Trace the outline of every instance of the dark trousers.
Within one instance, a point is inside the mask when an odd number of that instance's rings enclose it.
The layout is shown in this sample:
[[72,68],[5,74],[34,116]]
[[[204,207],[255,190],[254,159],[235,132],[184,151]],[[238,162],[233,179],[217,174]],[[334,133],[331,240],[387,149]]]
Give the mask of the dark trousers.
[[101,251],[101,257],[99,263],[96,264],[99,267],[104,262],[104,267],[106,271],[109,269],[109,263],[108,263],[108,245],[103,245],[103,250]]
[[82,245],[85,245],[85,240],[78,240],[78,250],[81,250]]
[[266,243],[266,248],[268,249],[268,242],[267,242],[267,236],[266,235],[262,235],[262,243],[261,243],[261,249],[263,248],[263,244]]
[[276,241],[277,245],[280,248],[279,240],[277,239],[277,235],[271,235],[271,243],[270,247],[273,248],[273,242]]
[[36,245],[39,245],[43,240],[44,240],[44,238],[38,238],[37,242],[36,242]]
==*==
● EXERCISE REQUIREMENTS
Show every line of the records that contains the word "dark".

● IN RESPONSE
Trace the outline of every instance of the dark trousers.
Give the mask of the dark trousers.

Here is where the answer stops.